▶ [Directions for this task]: Could you render the lines below as a numbered list, skipping any blank lines and leaving the pictures out?

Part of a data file
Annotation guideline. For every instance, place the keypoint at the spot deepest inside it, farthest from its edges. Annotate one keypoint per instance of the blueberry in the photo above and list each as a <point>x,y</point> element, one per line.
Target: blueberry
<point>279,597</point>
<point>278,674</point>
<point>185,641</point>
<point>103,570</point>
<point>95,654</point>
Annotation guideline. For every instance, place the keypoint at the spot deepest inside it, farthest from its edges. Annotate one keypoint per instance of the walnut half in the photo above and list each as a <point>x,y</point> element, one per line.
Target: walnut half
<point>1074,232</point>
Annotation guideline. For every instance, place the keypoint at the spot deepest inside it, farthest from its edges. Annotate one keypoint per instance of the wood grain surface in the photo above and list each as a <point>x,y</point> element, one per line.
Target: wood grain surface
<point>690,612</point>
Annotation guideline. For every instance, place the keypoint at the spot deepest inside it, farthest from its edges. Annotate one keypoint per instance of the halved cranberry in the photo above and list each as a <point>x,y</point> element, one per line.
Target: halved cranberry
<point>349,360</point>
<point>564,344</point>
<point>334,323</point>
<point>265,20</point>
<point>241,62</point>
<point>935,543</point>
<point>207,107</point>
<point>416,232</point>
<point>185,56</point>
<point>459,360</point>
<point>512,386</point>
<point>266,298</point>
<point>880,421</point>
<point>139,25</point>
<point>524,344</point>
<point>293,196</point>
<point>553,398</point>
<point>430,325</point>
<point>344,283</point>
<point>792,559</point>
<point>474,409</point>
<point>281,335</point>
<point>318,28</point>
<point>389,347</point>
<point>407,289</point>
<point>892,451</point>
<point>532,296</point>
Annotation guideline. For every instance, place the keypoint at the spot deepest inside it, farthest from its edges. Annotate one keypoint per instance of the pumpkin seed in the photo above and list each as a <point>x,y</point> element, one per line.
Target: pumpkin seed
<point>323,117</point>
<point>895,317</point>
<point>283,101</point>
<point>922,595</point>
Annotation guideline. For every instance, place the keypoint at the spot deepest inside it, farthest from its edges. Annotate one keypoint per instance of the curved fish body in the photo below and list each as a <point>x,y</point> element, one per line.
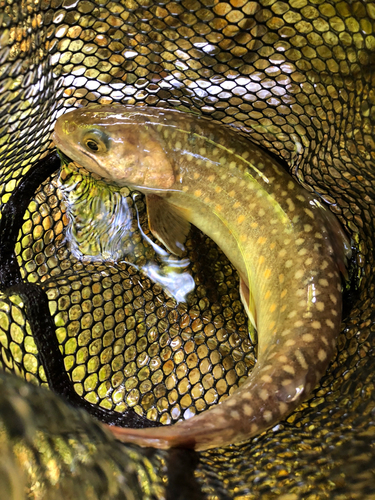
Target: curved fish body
<point>288,250</point>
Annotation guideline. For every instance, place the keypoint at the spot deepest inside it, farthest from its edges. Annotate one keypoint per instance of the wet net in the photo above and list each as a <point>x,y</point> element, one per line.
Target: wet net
<point>84,308</point>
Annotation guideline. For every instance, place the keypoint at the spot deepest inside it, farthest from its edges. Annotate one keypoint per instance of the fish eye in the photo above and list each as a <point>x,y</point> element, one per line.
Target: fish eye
<point>96,141</point>
<point>92,145</point>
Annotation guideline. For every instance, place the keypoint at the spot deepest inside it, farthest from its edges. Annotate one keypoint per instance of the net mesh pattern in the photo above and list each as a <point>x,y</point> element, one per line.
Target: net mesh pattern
<point>295,77</point>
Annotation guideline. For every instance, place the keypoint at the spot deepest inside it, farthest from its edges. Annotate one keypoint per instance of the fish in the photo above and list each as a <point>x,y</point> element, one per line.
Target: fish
<point>289,250</point>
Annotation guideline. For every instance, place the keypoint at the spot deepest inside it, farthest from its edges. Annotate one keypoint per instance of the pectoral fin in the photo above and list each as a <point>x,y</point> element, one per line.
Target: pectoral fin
<point>167,224</point>
<point>247,300</point>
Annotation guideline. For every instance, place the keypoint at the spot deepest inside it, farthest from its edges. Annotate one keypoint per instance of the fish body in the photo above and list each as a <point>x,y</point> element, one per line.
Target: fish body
<point>287,247</point>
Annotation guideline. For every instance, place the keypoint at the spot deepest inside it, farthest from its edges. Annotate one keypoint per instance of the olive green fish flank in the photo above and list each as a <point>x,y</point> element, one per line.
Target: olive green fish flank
<point>288,249</point>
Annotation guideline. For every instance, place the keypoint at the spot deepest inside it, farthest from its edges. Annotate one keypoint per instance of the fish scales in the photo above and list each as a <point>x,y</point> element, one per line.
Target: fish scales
<point>287,248</point>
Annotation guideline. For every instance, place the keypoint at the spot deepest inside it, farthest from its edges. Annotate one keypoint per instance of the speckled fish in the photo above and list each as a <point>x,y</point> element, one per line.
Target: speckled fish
<point>286,246</point>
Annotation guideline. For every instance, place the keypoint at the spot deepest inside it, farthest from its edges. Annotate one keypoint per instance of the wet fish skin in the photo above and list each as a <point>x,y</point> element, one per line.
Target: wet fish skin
<point>287,247</point>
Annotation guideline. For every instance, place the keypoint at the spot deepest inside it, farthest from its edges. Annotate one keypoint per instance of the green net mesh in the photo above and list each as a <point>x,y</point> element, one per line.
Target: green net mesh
<point>295,77</point>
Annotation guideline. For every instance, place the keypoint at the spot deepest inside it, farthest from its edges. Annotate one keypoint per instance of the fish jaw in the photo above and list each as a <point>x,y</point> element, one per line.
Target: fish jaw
<point>126,155</point>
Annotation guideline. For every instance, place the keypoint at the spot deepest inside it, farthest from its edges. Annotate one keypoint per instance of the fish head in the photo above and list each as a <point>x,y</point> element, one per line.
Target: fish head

▶ [Result of the exercise]:
1. Annotation guideline. For every instance, place the keypoint at the spot deepest inside it, farthest from its edges. Annotate one keypoint per instance of the blueberry in the photo above and list each as a <point>x,y</point> element, one per line.
2. Target: blueberry
3. <point>279,597</point>
4. <point>278,674</point>
5. <point>185,641</point>
6. <point>103,570</point>
7. <point>95,654</point>
8. Annotation guideline. For every instance, place the keypoint at the spot deepest inside it, farthest from its edges. Annotate one keypoint per instance of the walnut half in the photo above and list each as a <point>x,y</point> element, one per line.
9. Target: walnut half
10. <point>1074,232</point>
11. Annotation guideline. For every instance, place the keypoint at the spot deepest inside it, farthest from its edges. Annotate one keypoint per instance of the wood grain surface in the photo above and list each as a <point>x,y</point> element, one per line.
12. Target: wood grain surface
13. <point>690,612</point>
14. Annotation guideline. For every instance, place the keypoint at the spot deepest inside it, farthest from its edges. Annotate one keypoint per instance of the halved cranberry in the photo above and list each as a <point>x,y</point> element, one per line.
15. Target: halved cranberry
16. <point>349,360</point>
17. <point>564,344</point>
18. <point>334,323</point>
19. <point>265,20</point>
20. <point>241,62</point>
21. <point>935,543</point>
22. <point>207,107</point>
23. <point>416,232</point>
24. <point>185,56</point>
25. <point>459,360</point>
26. <point>512,386</point>
27. <point>266,298</point>
28. <point>880,421</point>
29. <point>139,25</point>
30. <point>524,344</point>
31. <point>293,196</point>
32. <point>553,398</point>
33. <point>430,325</point>
34. <point>344,283</point>
35. <point>792,559</point>
36. <point>474,409</point>
37. <point>281,335</point>
38. <point>318,28</point>
39. <point>389,347</point>
40. <point>407,289</point>
41. <point>892,451</point>
42. <point>532,296</point>
43. Annotation guideline. For every instance, place the keypoint at the spot deepest inside it, farthest from its edges. Annotate one keypoint per instance of the pumpkin seed in the photo above and list each as a <point>x,y</point> element, one per line.
44. Target: pumpkin seed
45. <point>323,117</point>
46. <point>895,317</point>
47. <point>283,101</point>
48. <point>922,595</point>
49. Annotation guideline. For every instance, place the keypoint at the spot deepest inside it, farthest from its edges. Annotate one keypoint per instance of the curved fish body in the photo below and list each as a <point>x,y</point> element, one per line.
50. Target: curved fish body
51. <point>288,250</point>
52. Annotation guideline. For every instance, place the keypoint at the spot deepest inside it, farthest from its edges. Annotate one keypoint per instance of the wet net in the photo above and list each as a <point>x,y</point> element, one per line.
53. Target: wet net
54. <point>84,308</point>
55. Annotation guideline. For every instance, place the keypoint at the spot deepest inside it, farthest from its edges. Annotate one keypoint per instance of the fish eye in the photo above and list each as a <point>x,y</point> element, one per line.
56. Target: fish eye
57. <point>96,141</point>
58. <point>92,145</point>
59. Annotation guideline. For every instance, place the keypoint at the spot deepest inside it, farthest from its edges. Annotate one keypoint per instance of the net mesh pattern in the photo above and list each as a <point>x,y</point> element, one per line.
60. Target: net mesh pattern
61. <point>295,77</point>
62. Annotation guideline. For every instance, place the keypoint at the spot deepest inside it, farthest from its edges. Annotate one keypoint per instance of the fish in the photo above and list each as a <point>x,y</point> element, one per line.
63. Target: fish
64. <point>289,250</point>
65. Annotation guideline. For every instance, place the keypoint at the spot deepest inside it, farthest from its edges. Annotate one keypoint per instance of the pectoral fin in the photo above and list each as a <point>x,y</point> element, one per line.
66. Target: pectoral fin
67. <point>167,224</point>
68. <point>247,300</point>
69. Annotation guideline. For every instance, place the keypoint at the spot deepest inside it, farthest from its edges. Annotate one keypoint per instance of the fish body in the photo above and list each as a <point>x,y</point> element, one per line.
70. Target: fish body
71. <point>287,247</point>
72. Annotation guideline. For every instance, place the keypoint at the spot deepest inside it, farthest from its edges. Annotate one keypoint per instance of the olive green fish flank in the photo above and list each as a <point>x,y</point> element, one per line.
73. Target: olive green fish flank
74. <point>288,249</point>
75. Annotation guideline. For every instance, place the keypoint at the spot deepest inside it, farthest from its edges. Annotate one keypoint per instance of the fish scales in the photo above and list each as a <point>x,y</point> element, one per line.
76. Target: fish scales
77. <point>287,248</point>
78. Annotation guideline. For every instance, place the keypoint at the spot deepest inside it, farthest from its edges. Annotate one keypoint per instance of the speckled fish in the photo above and list each as a <point>x,y</point> element, one per line.
79. Target: speckled fish
80. <point>286,246</point>
81. Annotation guideline. For every instance, place the keypoint at the spot deepest inside it, farthest from its edges. Annotate one keypoint per instance of the wet fish skin in the photo above and list each as a <point>x,y</point> element, one per line.
82. Target: wet fish skin
83. <point>287,247</point>
84. Annotation guideline. For every instance, place the keypoint at the spot deepest inside it, farthest from its edges. Annotate one keypoint per instance of the green net mesh in the photo above and list each as a <point>x,y</point> element, one per line.
85. Target: green net mesh
86. <point>295,77</point>
87. Annotation guideline. For every instance, place the keypoint at the spot deepest inside it, farthest from its edges. Annotate one keypoint per instance of the fish jaw in the photo above and list each as a <point>x,y</point> element, one per line.
88. Target: fish jaw
89. <point>126,155</point>
90. Annotation guideline. For every instance, place the keypoint at the spot deepest inside it, farthest from its edges. Annotate one keypoint per instance of the fish head in the photo above and list each as a <point>x,y</point> element, one per line.
91. Target: fish head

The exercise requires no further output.